__Short exercise__
Write out every entry exactly as it stands.
Start of Extracted data
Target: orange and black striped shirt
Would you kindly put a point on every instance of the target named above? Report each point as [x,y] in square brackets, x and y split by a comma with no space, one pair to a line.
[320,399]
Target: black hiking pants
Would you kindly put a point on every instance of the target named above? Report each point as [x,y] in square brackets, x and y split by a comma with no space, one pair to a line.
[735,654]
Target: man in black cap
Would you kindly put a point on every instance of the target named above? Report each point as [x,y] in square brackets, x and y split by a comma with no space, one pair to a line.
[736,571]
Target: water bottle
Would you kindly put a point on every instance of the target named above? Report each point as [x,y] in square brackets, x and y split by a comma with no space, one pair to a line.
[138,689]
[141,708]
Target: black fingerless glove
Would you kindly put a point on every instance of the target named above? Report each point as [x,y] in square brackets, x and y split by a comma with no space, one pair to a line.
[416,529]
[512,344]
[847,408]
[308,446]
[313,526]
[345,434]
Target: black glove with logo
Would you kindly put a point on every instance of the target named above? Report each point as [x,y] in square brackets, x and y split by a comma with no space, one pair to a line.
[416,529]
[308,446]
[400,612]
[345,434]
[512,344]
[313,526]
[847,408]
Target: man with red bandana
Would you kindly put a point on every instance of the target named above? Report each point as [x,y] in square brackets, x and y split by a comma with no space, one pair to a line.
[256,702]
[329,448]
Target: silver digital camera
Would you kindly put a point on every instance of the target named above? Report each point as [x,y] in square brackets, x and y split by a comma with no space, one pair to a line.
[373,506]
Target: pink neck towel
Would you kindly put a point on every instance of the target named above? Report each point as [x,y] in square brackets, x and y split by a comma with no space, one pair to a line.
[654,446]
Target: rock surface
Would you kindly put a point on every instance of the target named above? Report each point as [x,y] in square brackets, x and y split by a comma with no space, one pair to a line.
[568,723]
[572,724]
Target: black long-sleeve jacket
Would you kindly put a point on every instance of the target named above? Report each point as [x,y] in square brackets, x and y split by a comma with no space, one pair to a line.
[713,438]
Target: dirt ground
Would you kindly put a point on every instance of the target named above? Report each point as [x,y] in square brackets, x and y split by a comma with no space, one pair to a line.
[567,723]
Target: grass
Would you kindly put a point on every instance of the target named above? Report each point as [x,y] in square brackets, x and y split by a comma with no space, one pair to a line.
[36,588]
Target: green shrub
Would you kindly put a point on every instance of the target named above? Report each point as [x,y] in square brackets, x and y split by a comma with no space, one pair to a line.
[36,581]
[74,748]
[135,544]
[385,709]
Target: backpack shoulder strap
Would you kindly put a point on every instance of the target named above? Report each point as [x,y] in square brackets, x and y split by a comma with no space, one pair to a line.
End of Extracted data
__Task result__
Target: orange and black striped shirt
Would you kindly put a point on every instance of the target named above? Report each point as [x,y] in square brackets, x and y split by a comma with no space, one pair to a line.
[320,399]
Target: black hiking pants
Would you kindly put a point on every instance of the target named above? Report each point as [x,y] in square brackets, x and y split by a comma with no space, one pair to a line.
[735,654]
Target: man in black cap
Would you kindly put a point on every instance of the target named above? Report each point as [x,y] in square brackets, x and y split by a comma with no space, one pair to a line.
[736,571]
Target: water bottle
Would you kindly put a point on every instance of the target named above? Report each point as [x,y] in square brackets, x and y split by a comma with no space, one pair to a line.
[138,689]
[141,708]
Target: black fingerless glove
Would you kindly put a point on every instance of the target named above? Report each point as [x,y] in square brackets, x and y split by a comma with no space, one pair to a line.
[416,529]
[512,344]
[847,408]
[308,446]
[313,526]
[345,434]
Target: black glove with logo
Would you kindly put a point on every instance of the target named above? Report each point as [x,y] in square brackets, x and y split by a comma with no space, one pair to a line.
[416,529]
[308,446]
[400,612]
[345,434]
[512,344]
[313,526]
[847,408]
Target: man with red bandana
Would you kindly put a point on every instance of the target named above? Report each point as [x,y] in square brackets, x and y split by a comma with no space, one pair to a line.
[256,702]
[329,448]
Target: silver digital camera
Would you kindly put a point on every instance of the target named above? Report each point as [x,y] in square brackets, x and y split by a comma with no space, one pair to a line.
[373,506]
Target: pink neck towel
Would you kindly put a point on every instance of the target named above? Report each point as [x,y] in square brackets, x and y split by a comma with no space, one pair to a line.
[654,446]
Target: rock surface
Would you kindly put a point on every instance of the target named above? Report each point as [x,y] in square brackets, x and y split by a comma with no space, one pair to a line.
[568,723]
[572,724]
Target: black long-sleeve jacket
Would you kindly put a point on every instance of the target named above? Report each point as [x,y] in square brackets, x and y split by a comma with no space, one pair to a line.
[713,438]
Target: dirt ground
Would you kindly put a point on every instance of the target named above? Report each point as [x,y] in square brackets, x and y split by a comma with no space, one pair to a line.
[567,723]
Target: grass
Would you kindly put a point on every instance of the target named above? Report each point as [x,y] in square brackets, x and y split by a comma with no space, one pair to a line.
[36,588]
Target: green shrub
Would you kindly put a point on every instance of the target named above? Report each point as [x,y] in square brackets, x and y split by a comma with no space, one pair to a line.
[36,581]
[74,748]
[135,544]
[385,709]
Target: backpack shoulder strap
Would you kindly put a point on every instance of the target named above? Report each point as [x,y] in square brackets, x and y split by a comma with no space, one pair to a line.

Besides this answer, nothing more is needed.